Filter the items below and copy out every line that contains the string "standing". Matching is case-sensitive.

* RECORDS SHOWN *
_ _ _

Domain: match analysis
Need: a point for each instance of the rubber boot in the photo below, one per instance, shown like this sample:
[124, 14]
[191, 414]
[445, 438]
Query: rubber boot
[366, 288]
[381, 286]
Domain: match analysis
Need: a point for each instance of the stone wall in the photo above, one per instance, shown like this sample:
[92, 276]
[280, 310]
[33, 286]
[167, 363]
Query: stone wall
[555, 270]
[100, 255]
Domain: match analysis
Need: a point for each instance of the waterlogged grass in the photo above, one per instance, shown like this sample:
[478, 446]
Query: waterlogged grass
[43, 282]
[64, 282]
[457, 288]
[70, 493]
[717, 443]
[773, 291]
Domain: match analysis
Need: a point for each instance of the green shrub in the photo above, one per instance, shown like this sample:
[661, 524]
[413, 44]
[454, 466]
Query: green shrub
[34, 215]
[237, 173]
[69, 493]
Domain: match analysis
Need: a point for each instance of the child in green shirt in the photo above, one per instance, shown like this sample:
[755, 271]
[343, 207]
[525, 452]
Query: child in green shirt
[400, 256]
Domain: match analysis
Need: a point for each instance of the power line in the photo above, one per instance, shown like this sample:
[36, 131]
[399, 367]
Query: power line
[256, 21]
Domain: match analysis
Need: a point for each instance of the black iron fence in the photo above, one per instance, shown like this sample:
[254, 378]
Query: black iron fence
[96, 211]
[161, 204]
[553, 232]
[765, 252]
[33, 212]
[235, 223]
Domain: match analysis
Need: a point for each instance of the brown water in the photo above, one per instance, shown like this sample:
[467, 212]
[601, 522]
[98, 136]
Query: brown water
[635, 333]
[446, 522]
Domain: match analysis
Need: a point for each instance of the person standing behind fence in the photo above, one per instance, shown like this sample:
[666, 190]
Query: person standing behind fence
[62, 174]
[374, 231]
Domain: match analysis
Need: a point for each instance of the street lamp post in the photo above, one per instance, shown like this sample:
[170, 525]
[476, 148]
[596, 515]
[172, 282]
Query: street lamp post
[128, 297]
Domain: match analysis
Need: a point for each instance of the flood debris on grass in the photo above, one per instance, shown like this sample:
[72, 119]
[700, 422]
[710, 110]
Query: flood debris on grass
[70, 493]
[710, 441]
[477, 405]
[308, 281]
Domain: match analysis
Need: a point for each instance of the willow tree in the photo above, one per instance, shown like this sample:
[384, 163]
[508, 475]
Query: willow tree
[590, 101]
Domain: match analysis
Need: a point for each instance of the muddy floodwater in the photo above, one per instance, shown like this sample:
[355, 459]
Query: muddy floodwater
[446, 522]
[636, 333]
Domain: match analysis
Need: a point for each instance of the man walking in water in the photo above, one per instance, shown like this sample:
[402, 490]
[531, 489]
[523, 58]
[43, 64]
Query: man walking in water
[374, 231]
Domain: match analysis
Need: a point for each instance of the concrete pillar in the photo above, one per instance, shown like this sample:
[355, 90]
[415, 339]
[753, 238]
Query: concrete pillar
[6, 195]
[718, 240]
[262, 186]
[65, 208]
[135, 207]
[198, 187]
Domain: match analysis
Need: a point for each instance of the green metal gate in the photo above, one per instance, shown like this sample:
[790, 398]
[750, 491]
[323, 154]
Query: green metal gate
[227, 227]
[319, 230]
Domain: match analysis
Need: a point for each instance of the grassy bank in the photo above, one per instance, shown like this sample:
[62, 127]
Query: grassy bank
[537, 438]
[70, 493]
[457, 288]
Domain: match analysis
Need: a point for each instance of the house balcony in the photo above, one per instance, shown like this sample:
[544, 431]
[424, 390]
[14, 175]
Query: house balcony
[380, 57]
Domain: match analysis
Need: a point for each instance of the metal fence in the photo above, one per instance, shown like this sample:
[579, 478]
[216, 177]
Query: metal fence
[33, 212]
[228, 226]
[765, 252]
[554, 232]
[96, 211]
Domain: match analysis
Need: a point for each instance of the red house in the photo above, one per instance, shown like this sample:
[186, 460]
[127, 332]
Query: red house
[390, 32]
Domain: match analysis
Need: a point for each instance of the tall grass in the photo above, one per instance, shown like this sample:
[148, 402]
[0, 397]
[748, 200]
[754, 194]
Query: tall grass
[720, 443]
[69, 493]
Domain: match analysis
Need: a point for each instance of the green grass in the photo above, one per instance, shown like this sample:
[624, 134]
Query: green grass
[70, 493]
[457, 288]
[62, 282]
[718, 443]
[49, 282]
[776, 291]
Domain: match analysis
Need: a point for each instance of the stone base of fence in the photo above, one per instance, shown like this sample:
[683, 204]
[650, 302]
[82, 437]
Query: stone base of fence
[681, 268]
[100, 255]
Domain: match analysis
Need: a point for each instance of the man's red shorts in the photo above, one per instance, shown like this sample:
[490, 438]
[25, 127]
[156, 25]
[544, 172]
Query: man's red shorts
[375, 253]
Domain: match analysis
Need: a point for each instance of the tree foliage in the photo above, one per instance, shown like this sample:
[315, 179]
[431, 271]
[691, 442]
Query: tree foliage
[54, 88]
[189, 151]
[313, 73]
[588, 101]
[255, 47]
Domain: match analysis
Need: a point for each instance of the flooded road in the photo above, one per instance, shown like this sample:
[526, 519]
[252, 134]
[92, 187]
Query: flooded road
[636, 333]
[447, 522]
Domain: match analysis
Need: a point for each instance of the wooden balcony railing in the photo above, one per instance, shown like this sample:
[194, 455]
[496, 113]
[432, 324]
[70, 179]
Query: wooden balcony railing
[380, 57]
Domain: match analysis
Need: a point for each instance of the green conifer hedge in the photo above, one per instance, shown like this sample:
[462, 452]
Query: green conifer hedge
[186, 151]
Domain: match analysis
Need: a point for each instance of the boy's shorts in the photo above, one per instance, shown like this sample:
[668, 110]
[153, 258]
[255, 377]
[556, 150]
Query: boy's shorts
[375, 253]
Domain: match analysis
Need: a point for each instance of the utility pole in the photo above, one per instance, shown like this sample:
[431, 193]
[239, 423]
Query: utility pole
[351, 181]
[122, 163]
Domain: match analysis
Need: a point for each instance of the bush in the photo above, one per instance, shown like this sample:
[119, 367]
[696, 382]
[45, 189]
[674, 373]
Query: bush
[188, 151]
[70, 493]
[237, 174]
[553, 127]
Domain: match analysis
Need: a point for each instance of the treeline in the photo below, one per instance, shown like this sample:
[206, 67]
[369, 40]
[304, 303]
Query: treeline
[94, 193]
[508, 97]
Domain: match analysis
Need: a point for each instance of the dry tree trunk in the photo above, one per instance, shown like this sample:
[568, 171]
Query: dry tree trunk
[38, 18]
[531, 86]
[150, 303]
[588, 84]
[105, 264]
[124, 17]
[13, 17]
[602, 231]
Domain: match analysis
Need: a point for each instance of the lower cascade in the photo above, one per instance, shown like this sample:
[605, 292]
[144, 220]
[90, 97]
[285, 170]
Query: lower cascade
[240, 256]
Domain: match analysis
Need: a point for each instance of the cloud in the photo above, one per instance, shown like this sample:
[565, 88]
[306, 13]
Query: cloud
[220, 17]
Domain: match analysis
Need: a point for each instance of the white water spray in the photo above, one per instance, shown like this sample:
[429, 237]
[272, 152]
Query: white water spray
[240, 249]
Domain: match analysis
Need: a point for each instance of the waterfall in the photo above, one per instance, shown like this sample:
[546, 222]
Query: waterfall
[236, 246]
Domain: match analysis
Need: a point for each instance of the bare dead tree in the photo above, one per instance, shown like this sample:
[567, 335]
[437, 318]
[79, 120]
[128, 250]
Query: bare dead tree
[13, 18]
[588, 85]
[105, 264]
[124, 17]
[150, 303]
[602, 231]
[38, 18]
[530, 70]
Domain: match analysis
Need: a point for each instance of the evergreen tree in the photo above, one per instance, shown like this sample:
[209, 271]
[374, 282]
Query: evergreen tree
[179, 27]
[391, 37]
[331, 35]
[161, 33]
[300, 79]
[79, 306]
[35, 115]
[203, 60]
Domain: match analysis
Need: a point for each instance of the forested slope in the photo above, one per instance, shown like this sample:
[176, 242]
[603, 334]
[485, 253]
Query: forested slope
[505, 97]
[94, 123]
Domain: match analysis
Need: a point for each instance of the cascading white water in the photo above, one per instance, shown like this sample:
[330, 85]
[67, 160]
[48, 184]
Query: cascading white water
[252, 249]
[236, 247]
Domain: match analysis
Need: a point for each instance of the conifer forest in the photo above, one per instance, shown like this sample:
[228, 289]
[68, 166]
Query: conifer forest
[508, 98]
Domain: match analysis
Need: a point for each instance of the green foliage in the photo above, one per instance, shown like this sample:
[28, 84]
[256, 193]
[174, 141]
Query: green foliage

_ _ _

* FULL RESPONSE *
Need: a point for each instance of the person standing behind fence in the photo above, one per instance, shown like this sample:
Query: person standing behind fence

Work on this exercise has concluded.